▸ **DATASET ROWS**:
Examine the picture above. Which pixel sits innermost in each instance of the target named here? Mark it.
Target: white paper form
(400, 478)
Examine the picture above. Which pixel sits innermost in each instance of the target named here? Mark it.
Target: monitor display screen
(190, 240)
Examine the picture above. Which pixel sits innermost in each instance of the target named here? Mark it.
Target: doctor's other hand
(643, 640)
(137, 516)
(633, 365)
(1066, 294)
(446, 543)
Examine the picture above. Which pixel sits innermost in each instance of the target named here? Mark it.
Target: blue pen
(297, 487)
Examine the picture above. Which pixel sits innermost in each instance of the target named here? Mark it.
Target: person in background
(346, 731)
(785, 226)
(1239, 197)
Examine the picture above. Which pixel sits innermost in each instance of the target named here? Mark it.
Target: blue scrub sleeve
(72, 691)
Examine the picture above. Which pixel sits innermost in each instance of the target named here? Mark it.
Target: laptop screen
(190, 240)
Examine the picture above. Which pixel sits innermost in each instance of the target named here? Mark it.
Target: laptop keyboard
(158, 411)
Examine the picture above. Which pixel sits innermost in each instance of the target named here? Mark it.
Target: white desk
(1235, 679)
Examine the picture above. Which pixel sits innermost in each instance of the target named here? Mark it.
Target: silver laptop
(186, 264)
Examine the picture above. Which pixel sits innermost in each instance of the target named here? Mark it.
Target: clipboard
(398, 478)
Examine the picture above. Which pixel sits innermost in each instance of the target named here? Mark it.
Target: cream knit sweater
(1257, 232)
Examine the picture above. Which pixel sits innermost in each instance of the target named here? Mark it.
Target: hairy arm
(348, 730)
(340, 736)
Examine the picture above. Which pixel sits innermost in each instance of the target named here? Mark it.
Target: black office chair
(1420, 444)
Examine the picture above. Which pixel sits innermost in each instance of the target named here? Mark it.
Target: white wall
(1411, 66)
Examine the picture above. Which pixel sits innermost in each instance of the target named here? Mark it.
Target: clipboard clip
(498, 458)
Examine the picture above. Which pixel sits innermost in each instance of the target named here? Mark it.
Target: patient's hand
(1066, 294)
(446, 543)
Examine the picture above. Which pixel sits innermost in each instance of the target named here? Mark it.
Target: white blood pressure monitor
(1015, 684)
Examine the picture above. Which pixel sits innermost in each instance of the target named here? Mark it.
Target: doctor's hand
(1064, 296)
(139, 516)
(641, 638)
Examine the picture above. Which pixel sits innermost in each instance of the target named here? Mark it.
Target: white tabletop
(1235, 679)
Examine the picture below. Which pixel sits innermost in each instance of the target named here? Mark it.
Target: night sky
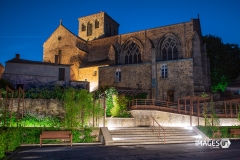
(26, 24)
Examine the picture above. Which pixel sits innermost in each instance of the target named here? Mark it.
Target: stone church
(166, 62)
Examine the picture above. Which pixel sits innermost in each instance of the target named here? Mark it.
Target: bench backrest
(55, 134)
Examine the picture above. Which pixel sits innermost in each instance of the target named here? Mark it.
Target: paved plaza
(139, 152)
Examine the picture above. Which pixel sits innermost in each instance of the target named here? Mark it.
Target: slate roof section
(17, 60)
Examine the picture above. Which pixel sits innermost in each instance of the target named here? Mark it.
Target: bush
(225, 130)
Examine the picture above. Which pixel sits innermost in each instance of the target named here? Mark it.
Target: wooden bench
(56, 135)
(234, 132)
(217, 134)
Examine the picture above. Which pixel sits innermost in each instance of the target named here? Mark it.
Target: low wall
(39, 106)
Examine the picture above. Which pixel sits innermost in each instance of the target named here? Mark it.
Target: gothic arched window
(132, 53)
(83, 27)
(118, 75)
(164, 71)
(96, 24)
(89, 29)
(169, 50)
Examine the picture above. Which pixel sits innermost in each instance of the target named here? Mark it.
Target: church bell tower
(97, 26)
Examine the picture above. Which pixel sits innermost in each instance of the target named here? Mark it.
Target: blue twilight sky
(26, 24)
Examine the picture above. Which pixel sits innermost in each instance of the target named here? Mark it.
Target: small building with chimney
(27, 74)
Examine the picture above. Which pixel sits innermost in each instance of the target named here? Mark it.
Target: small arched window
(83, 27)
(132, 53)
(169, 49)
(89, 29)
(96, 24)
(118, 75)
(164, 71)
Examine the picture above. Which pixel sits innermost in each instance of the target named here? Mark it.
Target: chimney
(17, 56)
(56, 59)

▸ **SET TASK**:
Pull out each line of the material above that contains the word "small". Treat uppercase and lowercase letters as different.

▸ **ANSWER BELOW**:
Target: small building with chimney
Target: small arched window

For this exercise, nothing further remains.